**WHAT YOU SHOULD DO:** Can you rewrite these lines with "welcome" changed to "appreciated" throughout, keeping everything else the same and leaving out the pictures?

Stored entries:

____________

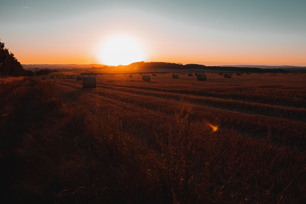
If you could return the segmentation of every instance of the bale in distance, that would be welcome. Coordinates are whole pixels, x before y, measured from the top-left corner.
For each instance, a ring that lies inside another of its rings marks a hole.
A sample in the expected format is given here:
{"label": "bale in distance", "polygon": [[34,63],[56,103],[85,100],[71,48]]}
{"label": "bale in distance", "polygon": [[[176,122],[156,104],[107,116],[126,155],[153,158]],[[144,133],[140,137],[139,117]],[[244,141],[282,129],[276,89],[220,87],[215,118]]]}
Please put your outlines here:
{"label": "bale in distance", "polygon": [[178,79],[178,75],[177,74],[172,74],[173,79]]}
{"label": "bale in distance", "polygon": [[204,74],[198,74],[196,76],[196,80],[198,81],[206,81],[206,75]]}
{"label": "bale in distance", "polygon": [[151,80],[151,77],[149,75],[144,75],[142,76],[142,80],[145,81],[150,81]]}
{"label": "bale in distance", "polygon": [[95,76],[84,76],[82,79],[83,88],[97,87],[97,79]]}

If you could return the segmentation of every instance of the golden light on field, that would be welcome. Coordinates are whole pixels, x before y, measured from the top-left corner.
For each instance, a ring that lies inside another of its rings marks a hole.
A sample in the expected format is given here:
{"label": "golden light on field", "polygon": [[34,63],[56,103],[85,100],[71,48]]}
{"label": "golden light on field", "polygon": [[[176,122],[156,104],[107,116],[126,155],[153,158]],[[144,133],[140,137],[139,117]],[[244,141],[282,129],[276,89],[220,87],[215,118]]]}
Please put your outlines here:
{"label": "golden light on field", "polygon": [[214,126],[212,124],[210,123],[207,123],[207,124],[209,126],[212,128],[212,132],[215,132],[218,129],[218,126]]}
{"label": "golden light on field", "polygon": [[126,65],[145,61],[146,54],[140,43],[133,38],[117,36],[110,38],[101,46],[97,59],[108,65]]}

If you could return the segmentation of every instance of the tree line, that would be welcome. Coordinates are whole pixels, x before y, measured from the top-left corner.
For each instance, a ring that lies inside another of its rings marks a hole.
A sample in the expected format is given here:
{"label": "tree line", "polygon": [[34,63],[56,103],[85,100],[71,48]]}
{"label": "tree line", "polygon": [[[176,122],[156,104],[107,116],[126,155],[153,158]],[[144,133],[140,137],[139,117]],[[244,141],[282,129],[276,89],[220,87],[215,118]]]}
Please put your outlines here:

____________

**WORKED ANSWER:**
If you could return the segmentation of every instance of the bale in distance, that would be appreciated. Coordinates are whole pixels, x before y, measured from the top-left corner.
For each instance, a ring that lies inside another of its rings marks a hole.
A sample in the expected format is given here:
{"label": "bale in distance", "polygon": [[34,63],[56,103],[85,100],[71,48]]}
{"label": "bale in distance", "polygon": [[[176,122],[156,104],[107,116],[126,155],[153,158]],[[144,133],[140,137],[139,117]],[[244,141],[282,129],[276,89],[220,87],[215,118]]]}
Please put your outlines here:
{"label": "bale in distance", "polygon": [[178,79],[178,75],[177,74],[172,74],[173,79]]}
{"label": "bale in distance", "polygon": [[204,74],[198,74],[196,76],[196,80],[198,81],[206,81],[206,75]]}
{"label": "bale in distance", "polygon": [[151,80],[151,77],[149,75],[144,75],[142,76],[142,80],[145,81],[150,81]]}
{"label": "bale in distance", "polygon": [[95,76],[84,76],[82,79],[83,88],[97,87],[97,79]]}

If you could return the segmentation of every instance of the golden light on field, that would be appreciated. Coordinates are whole pixels, x before y, measured from the top-left corner.
For each instance, a ring that lies inside another of its rings marks a hole.
A sample in the expected format is given here:
{"label": "golden light on field", "polygon": [[34,63],[56,103],[85,100],[71,48]]}
{"label": "golden light on field", "polygon": [[[176,122],[156,104],[107,116],[126,155],[153,158]],[[144,133],[140,137],[139,117]],[[244,141],[282,129],[276,89],[220,87],[215,118]]]}
Please put your outlines here:
{"label": "golden light on field", "polygon": [[214,126],[212,124],[210,123],[207,123],[207,124],[209,126],[212,128],[212,132],[215,132],[218,129],[218,126]]}
{"label": "golden light on field", "polygon": [[126,65],[145,61],[146,54],[140,43],[133,38],[117,36],[110,38],[101,46],[97,59],[108,65]]}

If you could return the segmentation of every instance of the tree line, that would be appreciated. Coordinates are whole pixels, x before y, measured from the top-left corner.
For each instance, a ring that lies inside another of its rings marks a hole.
A sample in the expected format is given here:
{"label": "tree line", "polygon": [[34,63],[56,103],[85,100],[71,48]]}
{"label": "tree line", "polygon": [[[176,122],[156,104],[107,116],[126,155],[153,158]],[[144,133],[140,137],[139,117]],[[244,141],[282,129],[276,89],[220,87],[215,118]]]}
Please put your outlines here:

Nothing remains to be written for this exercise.